Every entry must appear in the answer exactly as it does here.

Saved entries
--

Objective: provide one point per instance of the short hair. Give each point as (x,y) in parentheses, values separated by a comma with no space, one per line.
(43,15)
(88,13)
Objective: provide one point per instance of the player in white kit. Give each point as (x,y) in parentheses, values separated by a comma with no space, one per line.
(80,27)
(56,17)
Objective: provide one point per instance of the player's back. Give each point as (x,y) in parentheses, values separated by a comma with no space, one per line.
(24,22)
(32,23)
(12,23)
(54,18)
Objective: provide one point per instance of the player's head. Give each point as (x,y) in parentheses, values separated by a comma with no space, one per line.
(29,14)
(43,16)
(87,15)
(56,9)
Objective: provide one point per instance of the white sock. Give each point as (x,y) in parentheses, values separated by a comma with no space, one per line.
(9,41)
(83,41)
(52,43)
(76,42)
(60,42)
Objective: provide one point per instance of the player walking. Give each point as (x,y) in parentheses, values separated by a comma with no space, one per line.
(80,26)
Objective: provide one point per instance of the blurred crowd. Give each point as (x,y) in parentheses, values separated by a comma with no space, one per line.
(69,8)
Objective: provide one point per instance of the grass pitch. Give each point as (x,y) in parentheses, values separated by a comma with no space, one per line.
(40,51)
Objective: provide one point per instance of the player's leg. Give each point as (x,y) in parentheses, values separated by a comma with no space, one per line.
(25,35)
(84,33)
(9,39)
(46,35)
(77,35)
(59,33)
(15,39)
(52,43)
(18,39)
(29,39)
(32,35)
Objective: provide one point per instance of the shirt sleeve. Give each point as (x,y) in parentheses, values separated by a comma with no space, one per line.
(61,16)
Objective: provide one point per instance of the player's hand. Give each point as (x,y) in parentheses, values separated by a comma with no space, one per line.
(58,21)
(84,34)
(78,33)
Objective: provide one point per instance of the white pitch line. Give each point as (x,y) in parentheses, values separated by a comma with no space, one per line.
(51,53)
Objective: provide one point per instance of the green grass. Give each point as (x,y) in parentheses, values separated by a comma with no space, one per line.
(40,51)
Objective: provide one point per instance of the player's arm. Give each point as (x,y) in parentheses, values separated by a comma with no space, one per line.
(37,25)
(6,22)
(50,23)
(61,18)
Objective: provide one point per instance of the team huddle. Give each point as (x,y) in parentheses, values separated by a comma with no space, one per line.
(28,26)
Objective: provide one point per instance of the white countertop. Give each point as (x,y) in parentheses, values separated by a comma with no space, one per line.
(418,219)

--

*ANSWER SPACE*
Objective: provide one point per instance of the short hair. Give each point as (x,y) in parentheses, values separated by a comma with no space, one per line.
(43,15)
(88,13)
Objective: provide one point per instance of the player in white kit. Give each point as (x,y) in parentheses, values separated by a comma with no space, one per line.
(80,27)
(56,17)
Objective: provide one point per instance of the player's back. Give each point as (x,y) in parentheses, values separated by a comma with no space, one per line.
(24,22)
(32,23)
(12,23)
(54,18)
Objective: provide one point per instance of the player's head. Give each point as (x,y) in parentheses, values separated by a comma with no space, one per line.
(29,14)
(43,16)
(87,15)
(56,9)
Objective: provide one point per instance of the white sock. Give each point as (x,y) in parentheses, values separated by a comma with no space, one per line.
(9,41)
(83,41)
(52,43)
(76,42)
(60,42)
Objective: provide one point per instance of the player walking. Give each point as (x,y) in parentheses, values separated by a comma with no space, one per line.
(80,26)
Objective: provide one point per instance of the blurred crowd. Give each point as (x,y) in parentheses, values separated by a comma with no space, one per line.
(69,8)
Objective: provide one point per instance of the grass pitch. Give each point as (x,y) in parentheses, values separated by a comma with no space, one per line.
(40,51)
Objective: provide one point per instance of the player's leg. Give each point as (x,y) in parentheses, values separated by a comma with no space, one per line.
(25,35)
(84,33)
(9,39)
(46,35)
(77,35)
(59,33)
(15,39)
(52,43)
(18,39)
(29,39)
(32,35)
Objective: provide one point per instance of the shirt sleeve. Give each point as (x,y) in parentheses, values separated by a comma with no space, one per line.
(61,16)
Objective: provide one point per instance of the player's hand. Give each point as (x,y) in parentheses, values separated by a comma with no space, one per line.
(58,21)
(84,34)
(78,33)
Objective: provide one point per instance of the white pitch line. Give each point as (x,y) in parentheses, values separated by a comma with no space, one per line.
(51,53)
Objective: provide one point per instance of the green grass. Give each point as (x,y) in parentheses, values separated by a comma with no space, one per line.
(40,51)
Objective: provide one point per instance of the player's arm. Give each point as (x,y) in parentheses, values separated by a comma with no space, one per line.
(37,25)
(6,22)
(50,23)
(61,18)
Objective: provide one point per instance of the team huddle. Give each point as (x,y) in parentheses, values separated by a comma with no space, one per line.
(28,26)
Objective: provide one point per instance of the white countertop. Give each point as (x,y) in parentheses, values separated by a comma with no space, one per line.
(418,219)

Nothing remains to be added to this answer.